• **WHAT YOU WILL DO**
Return the records exactly, from the first line through the "target: white wall" line.
*** Opening of DATASET RECORDS ***
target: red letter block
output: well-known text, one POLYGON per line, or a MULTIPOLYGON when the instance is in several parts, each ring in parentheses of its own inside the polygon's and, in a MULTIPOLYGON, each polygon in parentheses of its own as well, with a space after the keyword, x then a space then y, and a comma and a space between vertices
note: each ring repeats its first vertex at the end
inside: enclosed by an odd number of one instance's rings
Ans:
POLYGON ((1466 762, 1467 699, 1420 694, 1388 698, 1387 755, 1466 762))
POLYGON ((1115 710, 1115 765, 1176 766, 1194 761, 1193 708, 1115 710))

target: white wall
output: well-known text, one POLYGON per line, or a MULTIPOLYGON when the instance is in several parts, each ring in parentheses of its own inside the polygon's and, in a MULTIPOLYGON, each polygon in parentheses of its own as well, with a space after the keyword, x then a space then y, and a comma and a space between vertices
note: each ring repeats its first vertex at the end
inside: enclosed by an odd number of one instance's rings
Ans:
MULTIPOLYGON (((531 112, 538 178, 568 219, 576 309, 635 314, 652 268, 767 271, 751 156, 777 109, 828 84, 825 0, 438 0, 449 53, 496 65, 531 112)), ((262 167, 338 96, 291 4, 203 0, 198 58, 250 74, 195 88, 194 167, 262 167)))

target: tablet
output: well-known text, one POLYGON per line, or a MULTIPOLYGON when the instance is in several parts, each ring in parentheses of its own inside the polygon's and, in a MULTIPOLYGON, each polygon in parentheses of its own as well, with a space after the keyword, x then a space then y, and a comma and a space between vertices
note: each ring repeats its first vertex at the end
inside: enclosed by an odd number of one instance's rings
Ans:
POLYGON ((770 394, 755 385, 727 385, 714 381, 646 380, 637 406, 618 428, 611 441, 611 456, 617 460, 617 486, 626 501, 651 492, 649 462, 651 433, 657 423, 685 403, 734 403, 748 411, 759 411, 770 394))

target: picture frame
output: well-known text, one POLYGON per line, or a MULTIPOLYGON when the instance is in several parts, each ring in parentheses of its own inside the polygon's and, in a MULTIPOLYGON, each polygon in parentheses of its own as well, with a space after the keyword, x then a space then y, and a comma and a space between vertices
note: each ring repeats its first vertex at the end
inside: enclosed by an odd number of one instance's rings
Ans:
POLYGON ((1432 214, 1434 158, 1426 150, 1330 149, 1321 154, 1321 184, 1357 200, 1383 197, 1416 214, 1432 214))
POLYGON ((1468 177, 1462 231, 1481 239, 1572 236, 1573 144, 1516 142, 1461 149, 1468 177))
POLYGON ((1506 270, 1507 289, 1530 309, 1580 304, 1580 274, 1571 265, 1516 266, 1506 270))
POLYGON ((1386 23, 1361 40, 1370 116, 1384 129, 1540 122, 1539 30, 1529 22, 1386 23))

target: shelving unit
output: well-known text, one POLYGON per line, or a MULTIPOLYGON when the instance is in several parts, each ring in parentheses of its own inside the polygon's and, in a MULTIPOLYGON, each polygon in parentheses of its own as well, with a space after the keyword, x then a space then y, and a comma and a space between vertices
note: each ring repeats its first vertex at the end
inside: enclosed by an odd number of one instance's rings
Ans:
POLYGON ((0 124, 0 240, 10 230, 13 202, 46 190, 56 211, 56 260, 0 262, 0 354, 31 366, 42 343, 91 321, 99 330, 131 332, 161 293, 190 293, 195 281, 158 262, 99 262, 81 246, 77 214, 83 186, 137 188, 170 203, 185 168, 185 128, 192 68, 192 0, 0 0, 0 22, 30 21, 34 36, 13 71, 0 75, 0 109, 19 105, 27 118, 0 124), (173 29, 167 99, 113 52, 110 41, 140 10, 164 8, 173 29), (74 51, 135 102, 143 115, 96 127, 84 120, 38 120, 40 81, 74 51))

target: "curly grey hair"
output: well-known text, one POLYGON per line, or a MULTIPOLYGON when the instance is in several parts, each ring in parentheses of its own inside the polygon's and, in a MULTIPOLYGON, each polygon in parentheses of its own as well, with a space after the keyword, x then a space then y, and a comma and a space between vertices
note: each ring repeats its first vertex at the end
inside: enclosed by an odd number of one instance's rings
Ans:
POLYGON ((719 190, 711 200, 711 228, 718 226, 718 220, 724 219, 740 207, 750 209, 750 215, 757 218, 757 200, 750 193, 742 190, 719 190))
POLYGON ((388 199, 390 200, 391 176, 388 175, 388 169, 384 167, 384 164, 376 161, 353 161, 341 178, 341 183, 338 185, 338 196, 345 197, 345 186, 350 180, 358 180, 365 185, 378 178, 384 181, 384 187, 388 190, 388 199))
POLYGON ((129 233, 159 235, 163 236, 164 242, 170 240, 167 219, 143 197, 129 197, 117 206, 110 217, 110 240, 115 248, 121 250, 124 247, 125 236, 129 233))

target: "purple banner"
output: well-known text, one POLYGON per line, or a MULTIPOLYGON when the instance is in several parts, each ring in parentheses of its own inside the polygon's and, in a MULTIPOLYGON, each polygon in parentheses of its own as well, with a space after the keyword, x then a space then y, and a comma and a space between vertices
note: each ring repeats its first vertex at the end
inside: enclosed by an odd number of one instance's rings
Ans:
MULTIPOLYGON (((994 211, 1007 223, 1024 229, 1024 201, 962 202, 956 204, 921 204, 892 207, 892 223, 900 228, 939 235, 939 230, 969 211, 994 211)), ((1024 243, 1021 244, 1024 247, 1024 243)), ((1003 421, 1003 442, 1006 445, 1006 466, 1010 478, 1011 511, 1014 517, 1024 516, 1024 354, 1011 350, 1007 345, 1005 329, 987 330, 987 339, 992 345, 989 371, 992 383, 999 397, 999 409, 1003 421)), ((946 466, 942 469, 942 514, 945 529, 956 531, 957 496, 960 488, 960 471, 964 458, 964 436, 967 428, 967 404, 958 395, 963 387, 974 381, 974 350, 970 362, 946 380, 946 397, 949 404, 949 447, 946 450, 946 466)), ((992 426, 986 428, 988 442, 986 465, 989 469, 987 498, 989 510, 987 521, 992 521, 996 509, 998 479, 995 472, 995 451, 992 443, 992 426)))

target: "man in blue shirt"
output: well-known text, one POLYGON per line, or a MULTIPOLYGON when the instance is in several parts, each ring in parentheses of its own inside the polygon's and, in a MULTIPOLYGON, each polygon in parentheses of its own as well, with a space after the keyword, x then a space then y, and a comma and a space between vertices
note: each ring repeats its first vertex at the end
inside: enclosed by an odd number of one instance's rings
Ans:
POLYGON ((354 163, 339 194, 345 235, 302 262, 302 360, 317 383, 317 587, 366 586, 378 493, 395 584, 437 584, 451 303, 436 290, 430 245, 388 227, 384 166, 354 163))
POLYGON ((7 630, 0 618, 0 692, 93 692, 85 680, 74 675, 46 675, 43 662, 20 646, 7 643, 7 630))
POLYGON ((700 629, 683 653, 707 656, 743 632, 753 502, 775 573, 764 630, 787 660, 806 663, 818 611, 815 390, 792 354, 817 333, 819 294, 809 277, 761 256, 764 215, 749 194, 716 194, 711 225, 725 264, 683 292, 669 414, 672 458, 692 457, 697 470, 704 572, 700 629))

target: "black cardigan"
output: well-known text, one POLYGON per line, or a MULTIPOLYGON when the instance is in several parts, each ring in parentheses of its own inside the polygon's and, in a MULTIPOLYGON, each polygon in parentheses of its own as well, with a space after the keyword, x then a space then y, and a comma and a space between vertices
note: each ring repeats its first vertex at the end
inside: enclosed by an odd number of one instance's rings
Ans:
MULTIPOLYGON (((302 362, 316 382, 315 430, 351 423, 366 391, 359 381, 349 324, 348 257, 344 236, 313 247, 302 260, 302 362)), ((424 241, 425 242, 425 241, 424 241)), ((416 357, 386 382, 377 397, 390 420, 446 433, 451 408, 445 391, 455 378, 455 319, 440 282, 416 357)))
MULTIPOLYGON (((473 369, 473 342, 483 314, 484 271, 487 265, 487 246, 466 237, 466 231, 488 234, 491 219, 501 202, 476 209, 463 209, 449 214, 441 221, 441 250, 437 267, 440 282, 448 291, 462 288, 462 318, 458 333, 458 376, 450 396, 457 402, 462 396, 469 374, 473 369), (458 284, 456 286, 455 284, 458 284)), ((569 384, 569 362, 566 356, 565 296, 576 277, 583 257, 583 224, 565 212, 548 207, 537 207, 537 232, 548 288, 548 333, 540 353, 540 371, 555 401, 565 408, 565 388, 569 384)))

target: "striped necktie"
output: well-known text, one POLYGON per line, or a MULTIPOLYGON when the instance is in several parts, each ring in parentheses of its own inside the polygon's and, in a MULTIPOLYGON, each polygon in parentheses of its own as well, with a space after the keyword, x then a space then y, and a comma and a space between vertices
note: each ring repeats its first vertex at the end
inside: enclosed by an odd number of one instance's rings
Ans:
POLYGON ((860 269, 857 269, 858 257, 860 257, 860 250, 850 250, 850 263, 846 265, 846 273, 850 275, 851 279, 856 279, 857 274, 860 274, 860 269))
*** Close of DATASET RECORDS ***
• **EXERCISE OUTPUT**
target: red letter block
output: well-known text, one POLYGON per line, or a MULTIPOLYGON when the instance is in several parts, each ring in parentheses of its own inside the polygon's and, in a MULTIPOLYGON, each polygon in parentheses of its own as well, with a space after the keyword, x then a space then y, and a comma and a space between vertices
note: each ring repeats its first vertex at the end
inside: enclosed by an odd number of one instance's rings
Ans:
POLYGON ((1466 762, 1467 699, 1420 694, 1388 698, 1387 755, 1466 762))
POLYGON ((1115 710, 1115 765, 1176 766, 1194 761, 1193 708, 1115 710))

target: white wall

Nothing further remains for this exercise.